* TASK BRIEF *
Every line holding "motorcycle" should be copied from the records below.

* INFORMATION PROVIDED *
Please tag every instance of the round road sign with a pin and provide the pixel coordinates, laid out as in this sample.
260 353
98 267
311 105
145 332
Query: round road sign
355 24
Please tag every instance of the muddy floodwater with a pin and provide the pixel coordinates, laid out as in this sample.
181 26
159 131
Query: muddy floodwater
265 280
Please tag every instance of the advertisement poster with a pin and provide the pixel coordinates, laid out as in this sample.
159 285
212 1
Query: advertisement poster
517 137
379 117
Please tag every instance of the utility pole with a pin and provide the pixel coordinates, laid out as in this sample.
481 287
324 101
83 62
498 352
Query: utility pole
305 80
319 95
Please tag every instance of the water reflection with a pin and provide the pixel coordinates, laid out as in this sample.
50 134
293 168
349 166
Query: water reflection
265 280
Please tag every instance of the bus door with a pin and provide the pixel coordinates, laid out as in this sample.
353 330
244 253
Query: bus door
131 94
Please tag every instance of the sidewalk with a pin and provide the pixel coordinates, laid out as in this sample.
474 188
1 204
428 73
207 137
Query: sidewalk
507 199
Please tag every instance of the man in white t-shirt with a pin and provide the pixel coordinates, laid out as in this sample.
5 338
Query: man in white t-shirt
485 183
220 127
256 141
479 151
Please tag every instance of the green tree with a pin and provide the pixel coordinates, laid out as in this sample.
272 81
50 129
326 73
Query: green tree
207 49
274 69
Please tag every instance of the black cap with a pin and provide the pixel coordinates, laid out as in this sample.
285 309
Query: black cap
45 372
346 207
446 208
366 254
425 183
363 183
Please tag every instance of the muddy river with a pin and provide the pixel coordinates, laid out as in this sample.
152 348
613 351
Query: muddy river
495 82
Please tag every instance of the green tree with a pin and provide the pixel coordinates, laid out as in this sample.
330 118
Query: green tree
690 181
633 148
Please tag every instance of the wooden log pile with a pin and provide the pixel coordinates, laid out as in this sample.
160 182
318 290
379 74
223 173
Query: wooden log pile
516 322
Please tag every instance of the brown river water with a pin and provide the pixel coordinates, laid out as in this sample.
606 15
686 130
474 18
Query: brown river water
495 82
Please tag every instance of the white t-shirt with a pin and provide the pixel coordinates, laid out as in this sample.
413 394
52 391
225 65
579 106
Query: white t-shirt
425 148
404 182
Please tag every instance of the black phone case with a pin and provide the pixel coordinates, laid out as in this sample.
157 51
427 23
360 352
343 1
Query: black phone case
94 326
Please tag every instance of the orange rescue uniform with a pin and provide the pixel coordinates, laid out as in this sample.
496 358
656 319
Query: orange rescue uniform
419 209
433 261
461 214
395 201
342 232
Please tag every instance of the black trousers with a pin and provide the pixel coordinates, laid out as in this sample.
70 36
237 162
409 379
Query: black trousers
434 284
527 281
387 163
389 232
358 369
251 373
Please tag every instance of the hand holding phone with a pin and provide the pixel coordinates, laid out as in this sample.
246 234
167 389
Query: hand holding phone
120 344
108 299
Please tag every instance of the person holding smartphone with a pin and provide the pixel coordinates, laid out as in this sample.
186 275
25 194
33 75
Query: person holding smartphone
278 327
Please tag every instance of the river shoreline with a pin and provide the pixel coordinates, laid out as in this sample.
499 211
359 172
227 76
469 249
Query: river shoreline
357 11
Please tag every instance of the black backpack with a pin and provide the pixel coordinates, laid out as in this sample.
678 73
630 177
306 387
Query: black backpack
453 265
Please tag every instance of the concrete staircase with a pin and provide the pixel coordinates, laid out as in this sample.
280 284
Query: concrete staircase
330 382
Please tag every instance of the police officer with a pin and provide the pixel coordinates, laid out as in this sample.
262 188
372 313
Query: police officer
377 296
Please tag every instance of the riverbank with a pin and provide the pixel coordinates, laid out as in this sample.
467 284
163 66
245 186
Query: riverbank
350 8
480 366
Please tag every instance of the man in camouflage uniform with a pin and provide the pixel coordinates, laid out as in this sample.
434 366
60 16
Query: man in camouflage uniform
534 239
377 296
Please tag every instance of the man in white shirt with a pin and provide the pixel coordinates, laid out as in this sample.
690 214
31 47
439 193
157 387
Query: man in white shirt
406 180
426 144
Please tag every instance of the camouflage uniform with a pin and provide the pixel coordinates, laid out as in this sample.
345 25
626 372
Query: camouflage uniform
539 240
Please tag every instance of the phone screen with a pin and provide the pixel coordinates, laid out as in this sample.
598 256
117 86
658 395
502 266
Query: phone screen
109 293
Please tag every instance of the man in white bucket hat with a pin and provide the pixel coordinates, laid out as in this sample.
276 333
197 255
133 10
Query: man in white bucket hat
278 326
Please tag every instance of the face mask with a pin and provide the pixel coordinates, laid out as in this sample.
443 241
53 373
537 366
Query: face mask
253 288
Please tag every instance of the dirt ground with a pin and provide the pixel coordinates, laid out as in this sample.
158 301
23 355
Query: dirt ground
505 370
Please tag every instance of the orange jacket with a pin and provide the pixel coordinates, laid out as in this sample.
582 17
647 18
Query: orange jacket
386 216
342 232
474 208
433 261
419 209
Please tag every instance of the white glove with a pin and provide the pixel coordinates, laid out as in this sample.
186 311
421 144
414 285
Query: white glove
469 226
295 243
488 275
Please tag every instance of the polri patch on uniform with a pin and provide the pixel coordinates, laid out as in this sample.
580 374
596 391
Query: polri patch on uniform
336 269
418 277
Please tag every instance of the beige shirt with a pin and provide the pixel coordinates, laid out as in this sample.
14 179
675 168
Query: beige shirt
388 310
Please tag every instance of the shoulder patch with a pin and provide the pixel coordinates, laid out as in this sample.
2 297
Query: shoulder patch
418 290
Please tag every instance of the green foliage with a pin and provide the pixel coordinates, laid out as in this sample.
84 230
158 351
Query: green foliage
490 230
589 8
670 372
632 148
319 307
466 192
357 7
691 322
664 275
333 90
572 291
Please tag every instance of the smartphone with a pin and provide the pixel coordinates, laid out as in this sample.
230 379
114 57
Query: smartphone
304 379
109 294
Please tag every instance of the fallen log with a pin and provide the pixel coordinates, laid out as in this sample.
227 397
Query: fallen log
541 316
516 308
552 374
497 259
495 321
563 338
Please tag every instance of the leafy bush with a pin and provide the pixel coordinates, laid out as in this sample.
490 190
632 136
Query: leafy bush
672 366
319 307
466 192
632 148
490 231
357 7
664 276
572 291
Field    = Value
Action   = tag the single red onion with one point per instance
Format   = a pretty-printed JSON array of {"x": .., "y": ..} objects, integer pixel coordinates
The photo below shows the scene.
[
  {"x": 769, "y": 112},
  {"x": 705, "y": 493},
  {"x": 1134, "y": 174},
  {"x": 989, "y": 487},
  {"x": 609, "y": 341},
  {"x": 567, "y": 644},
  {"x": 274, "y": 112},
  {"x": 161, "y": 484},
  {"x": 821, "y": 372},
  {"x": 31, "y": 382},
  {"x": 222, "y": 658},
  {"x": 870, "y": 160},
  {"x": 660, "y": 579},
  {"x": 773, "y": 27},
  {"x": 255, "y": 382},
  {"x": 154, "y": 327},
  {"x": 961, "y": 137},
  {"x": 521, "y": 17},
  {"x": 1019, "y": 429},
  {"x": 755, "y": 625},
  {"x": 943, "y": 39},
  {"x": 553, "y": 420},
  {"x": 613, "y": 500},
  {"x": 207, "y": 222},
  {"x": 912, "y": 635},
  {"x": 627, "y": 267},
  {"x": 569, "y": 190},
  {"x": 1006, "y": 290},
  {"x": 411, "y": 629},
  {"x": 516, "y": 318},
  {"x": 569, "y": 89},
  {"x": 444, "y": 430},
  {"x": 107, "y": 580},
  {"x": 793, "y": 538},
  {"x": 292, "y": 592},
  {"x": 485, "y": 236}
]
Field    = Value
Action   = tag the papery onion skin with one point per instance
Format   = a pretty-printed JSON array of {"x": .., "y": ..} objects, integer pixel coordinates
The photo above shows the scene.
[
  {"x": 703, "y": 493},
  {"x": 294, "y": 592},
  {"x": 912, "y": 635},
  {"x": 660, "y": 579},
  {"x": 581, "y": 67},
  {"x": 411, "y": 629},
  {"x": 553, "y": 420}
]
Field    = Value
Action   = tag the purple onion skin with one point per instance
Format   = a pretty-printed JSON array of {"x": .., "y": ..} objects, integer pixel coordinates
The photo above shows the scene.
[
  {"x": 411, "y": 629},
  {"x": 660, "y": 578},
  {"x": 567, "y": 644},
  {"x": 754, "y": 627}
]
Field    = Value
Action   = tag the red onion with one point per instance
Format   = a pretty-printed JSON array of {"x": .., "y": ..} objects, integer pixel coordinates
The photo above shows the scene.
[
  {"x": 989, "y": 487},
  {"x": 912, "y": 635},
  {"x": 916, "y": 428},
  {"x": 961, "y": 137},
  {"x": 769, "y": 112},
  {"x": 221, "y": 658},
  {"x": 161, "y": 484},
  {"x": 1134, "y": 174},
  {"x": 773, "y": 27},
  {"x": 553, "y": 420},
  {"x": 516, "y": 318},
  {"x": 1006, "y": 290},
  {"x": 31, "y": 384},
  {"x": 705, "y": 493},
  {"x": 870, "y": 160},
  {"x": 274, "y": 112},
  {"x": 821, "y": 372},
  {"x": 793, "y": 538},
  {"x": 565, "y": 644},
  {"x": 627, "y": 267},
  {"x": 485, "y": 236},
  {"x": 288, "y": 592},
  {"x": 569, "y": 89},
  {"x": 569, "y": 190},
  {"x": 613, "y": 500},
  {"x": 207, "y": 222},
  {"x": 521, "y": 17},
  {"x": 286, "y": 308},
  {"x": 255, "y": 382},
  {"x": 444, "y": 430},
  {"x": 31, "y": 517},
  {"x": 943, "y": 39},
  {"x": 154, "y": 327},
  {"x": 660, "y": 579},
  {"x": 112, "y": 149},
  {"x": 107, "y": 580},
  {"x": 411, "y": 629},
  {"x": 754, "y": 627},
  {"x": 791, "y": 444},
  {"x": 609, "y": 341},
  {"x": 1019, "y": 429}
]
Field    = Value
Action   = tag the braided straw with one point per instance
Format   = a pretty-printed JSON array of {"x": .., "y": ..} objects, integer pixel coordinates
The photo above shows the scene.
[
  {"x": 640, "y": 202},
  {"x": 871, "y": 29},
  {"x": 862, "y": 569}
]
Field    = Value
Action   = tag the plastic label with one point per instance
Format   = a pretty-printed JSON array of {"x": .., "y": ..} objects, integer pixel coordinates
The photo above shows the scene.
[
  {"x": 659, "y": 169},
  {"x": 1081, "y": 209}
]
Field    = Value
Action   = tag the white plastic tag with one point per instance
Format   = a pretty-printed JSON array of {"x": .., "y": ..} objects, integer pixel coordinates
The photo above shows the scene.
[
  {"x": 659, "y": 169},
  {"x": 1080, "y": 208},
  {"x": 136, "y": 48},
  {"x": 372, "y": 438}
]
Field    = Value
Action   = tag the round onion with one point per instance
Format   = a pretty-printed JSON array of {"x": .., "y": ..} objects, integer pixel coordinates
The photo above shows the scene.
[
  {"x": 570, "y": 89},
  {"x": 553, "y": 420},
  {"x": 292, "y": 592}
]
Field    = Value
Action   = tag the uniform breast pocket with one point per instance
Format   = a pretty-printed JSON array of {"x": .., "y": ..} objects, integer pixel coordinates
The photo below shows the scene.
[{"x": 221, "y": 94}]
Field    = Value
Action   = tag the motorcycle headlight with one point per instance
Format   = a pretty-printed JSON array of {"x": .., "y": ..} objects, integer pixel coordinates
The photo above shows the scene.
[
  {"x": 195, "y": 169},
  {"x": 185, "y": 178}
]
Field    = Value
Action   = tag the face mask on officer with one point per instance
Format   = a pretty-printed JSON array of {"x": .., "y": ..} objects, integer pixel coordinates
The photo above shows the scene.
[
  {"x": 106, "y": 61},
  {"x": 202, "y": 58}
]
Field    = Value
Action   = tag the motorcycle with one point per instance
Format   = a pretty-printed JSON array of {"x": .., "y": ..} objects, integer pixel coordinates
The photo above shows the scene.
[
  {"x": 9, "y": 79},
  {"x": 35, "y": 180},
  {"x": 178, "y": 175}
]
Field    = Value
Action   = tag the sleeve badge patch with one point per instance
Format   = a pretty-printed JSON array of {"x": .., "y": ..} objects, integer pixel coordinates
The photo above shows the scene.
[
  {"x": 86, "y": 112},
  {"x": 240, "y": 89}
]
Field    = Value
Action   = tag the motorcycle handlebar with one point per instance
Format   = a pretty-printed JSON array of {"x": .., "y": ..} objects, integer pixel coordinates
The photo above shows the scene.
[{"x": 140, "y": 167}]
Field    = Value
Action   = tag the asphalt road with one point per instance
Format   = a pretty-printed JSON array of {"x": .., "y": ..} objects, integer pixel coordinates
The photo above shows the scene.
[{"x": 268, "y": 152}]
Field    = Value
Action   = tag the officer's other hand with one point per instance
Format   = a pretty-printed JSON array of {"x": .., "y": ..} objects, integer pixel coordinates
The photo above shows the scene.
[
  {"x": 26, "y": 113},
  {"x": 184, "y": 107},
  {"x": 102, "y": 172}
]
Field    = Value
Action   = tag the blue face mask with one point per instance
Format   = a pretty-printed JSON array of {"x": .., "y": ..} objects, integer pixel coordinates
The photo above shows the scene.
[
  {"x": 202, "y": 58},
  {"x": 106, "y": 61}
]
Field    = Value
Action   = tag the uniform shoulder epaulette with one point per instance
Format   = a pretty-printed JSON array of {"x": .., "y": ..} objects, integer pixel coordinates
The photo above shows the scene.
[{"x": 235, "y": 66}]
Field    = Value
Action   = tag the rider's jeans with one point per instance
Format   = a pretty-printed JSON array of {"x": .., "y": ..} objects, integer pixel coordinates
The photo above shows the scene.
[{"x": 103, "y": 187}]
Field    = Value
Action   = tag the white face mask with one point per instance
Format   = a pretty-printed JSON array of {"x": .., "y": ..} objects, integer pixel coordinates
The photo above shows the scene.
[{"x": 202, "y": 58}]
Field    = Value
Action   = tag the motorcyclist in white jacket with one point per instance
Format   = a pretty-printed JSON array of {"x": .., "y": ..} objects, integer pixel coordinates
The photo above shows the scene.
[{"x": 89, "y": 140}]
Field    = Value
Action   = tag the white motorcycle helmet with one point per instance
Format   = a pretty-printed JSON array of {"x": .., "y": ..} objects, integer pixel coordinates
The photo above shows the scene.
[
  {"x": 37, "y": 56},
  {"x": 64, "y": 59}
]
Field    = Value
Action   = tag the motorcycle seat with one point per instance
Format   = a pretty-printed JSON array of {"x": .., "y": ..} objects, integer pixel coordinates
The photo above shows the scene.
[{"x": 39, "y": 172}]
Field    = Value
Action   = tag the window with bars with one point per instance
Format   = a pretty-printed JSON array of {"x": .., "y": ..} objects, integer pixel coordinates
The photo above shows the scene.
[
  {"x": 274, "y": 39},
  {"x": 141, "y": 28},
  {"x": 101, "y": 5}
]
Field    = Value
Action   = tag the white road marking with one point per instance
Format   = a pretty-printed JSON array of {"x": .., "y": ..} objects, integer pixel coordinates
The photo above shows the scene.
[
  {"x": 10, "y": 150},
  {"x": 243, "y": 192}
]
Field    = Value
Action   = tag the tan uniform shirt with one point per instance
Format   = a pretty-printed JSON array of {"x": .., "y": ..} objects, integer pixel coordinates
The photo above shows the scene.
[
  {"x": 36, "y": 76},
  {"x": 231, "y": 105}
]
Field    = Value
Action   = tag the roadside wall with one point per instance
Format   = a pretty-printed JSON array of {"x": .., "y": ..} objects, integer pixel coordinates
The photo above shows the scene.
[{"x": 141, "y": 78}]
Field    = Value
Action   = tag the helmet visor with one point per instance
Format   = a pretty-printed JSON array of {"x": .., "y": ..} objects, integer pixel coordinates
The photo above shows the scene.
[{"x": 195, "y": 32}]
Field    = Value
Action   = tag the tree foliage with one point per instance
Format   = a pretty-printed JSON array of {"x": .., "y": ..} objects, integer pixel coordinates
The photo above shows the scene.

* WRITTEN REPLY *
Action   = tag the motorcycle headlight with one point per instance
Action   = tag the motorcycle with one point per instance
Action   = tag the motorcycle handlebar with one point per instance
Action   = tag the white motorcycle helmet with one point per instance
Action   = tag the motorcycle seat with one point per instance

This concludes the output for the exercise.